» **Do this**:
Using the entries below, transcribe exactly the line containing "lawn in the photo above." and each line that follows it to the end.

» **Supplied data**:
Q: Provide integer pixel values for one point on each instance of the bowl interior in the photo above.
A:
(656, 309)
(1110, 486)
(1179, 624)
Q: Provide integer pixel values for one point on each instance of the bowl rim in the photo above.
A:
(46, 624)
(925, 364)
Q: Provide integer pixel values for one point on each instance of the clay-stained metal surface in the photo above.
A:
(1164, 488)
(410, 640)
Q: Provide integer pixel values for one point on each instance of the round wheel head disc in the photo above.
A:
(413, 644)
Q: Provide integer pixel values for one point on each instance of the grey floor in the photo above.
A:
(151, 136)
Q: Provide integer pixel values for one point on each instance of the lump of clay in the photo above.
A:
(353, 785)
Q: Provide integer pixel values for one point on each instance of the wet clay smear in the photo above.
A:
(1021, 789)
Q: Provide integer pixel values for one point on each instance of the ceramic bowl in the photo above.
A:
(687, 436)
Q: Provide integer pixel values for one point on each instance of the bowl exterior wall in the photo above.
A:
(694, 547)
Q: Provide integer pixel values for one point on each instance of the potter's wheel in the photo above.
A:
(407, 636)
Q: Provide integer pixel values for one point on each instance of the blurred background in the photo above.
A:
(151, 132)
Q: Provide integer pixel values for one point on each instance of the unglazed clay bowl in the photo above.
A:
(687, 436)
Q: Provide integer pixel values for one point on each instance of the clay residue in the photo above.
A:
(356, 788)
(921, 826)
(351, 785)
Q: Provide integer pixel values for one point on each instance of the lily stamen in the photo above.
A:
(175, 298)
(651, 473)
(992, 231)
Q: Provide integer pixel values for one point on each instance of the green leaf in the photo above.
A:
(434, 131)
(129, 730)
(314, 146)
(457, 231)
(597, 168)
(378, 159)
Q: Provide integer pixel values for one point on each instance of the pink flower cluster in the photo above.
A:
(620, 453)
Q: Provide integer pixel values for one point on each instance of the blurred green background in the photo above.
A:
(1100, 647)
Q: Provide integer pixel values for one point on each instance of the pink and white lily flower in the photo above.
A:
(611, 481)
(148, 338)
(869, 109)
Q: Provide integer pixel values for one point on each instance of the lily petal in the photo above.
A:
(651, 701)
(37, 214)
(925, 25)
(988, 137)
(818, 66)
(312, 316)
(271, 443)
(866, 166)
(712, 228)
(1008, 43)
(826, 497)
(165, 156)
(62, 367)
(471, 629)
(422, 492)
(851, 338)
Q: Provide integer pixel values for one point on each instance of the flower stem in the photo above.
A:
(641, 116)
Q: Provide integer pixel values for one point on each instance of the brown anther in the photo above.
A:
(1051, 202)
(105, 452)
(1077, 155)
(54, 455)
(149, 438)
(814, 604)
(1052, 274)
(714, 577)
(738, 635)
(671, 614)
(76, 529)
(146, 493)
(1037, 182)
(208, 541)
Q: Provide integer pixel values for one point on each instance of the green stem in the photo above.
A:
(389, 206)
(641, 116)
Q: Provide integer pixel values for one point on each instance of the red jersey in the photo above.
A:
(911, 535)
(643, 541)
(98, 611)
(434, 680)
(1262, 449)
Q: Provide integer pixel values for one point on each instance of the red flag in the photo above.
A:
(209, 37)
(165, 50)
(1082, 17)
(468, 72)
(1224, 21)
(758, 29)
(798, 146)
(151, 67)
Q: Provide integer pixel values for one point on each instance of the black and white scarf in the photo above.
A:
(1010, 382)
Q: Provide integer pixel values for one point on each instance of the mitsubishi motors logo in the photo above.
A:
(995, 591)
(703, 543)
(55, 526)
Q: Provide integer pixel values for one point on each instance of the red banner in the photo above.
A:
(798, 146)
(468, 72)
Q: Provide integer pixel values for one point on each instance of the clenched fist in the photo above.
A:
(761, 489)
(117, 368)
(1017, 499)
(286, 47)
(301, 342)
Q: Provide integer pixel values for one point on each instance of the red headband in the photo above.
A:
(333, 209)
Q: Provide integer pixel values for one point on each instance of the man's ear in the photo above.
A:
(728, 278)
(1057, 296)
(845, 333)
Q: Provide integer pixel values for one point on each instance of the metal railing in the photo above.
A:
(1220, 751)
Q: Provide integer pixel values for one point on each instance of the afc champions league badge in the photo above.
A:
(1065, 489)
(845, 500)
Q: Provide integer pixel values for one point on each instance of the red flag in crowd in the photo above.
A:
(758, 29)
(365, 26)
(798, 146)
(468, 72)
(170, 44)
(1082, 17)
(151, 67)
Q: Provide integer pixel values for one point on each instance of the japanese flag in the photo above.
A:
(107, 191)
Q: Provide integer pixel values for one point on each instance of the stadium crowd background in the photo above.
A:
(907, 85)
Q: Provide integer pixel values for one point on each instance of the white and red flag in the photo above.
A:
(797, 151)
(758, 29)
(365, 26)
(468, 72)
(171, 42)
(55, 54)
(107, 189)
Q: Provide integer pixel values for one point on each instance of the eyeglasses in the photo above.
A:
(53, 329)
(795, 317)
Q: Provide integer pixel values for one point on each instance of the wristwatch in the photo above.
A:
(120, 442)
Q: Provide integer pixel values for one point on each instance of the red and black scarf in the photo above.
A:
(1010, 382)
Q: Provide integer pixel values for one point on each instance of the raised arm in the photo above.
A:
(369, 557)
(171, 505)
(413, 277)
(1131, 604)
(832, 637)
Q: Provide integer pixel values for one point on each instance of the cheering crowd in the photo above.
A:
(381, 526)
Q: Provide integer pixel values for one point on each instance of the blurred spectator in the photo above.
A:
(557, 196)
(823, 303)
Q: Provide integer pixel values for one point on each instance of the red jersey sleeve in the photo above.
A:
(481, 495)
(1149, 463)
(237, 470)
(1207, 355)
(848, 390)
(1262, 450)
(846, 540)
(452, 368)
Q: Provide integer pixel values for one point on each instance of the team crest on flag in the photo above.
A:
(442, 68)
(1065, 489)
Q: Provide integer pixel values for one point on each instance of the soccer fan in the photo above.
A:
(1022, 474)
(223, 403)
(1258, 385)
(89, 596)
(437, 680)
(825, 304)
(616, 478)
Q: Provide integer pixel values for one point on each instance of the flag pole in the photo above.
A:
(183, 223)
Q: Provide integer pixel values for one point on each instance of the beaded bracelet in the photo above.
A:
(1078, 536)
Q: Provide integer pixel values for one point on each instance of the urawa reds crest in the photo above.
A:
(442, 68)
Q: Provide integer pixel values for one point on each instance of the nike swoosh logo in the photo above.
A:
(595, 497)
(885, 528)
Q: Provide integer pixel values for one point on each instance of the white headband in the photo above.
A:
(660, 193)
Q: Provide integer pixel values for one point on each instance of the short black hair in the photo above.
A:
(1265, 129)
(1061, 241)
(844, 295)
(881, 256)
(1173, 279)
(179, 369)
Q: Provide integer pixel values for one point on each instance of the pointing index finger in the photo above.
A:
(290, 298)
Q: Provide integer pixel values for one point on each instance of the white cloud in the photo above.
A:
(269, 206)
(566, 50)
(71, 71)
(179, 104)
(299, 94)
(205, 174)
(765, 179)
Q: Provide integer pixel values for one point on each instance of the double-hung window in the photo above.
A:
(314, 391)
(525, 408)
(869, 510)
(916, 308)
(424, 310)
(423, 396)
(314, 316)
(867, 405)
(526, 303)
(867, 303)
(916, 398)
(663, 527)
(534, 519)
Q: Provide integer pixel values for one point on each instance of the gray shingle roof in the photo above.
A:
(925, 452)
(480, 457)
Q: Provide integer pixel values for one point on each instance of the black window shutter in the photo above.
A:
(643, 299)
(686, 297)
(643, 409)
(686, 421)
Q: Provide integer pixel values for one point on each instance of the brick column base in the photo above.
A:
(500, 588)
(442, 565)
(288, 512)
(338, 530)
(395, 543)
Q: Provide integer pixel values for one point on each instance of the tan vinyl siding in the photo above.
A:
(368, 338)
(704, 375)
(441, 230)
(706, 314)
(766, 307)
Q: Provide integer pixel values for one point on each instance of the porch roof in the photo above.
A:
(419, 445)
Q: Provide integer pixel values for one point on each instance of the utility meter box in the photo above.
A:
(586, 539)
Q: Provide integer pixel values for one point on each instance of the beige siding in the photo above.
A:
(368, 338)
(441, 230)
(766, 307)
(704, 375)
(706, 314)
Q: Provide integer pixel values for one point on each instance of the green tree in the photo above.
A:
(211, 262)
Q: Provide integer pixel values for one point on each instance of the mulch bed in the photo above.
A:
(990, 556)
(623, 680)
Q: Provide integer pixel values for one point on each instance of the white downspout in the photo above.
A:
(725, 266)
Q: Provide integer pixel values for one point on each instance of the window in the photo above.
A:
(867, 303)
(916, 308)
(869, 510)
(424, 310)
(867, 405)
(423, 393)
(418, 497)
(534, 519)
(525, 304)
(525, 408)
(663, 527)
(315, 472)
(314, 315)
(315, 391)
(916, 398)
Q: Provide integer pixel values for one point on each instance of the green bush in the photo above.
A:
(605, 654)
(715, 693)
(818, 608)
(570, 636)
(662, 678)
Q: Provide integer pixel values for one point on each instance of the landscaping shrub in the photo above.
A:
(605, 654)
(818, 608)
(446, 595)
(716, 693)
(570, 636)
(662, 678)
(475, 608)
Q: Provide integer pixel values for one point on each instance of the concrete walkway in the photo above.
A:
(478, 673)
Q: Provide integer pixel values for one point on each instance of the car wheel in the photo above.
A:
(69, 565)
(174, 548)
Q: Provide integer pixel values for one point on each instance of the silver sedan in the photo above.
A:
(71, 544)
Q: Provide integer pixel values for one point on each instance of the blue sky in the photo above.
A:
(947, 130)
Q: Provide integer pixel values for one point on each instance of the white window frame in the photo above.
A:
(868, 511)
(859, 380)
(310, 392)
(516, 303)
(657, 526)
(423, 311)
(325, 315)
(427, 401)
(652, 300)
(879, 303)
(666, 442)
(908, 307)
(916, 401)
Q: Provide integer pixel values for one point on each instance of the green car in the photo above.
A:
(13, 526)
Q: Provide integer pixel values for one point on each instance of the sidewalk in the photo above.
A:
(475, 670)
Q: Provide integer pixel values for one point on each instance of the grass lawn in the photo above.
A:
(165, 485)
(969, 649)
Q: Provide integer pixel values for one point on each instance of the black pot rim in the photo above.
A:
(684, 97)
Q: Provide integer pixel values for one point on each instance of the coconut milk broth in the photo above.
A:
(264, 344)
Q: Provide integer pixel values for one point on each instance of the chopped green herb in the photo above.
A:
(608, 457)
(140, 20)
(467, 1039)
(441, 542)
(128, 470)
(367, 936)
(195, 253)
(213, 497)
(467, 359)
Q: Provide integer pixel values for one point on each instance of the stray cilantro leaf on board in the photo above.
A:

» **Problem solution**:
Q: Provide integer pixel values for one point on each instance of the grass lawn in the photo above.
A:
(165, 485)
(969, 649)
Q: Provide integer pixel values for one point on each instance of the black pot rim in the photo above.
A:
(684, 97)
Q: Provide integer pixel values for one point on each instance of the coconut milk broth in the photo above.
A:
(264, 344)
Q: Provide integer pixel values for one point on each instance of the chopped green herb in the photo above.
A:
(608, 457)
(140, 20)
(467, 1039)
(441, 542)
(128, 470)
(367, 936)
(195, 253)
(213, 497)
(467, 359)
Q: Provide integer pixel values for one point on each instance of the stray cilantro leaf on board in the photo above.
A:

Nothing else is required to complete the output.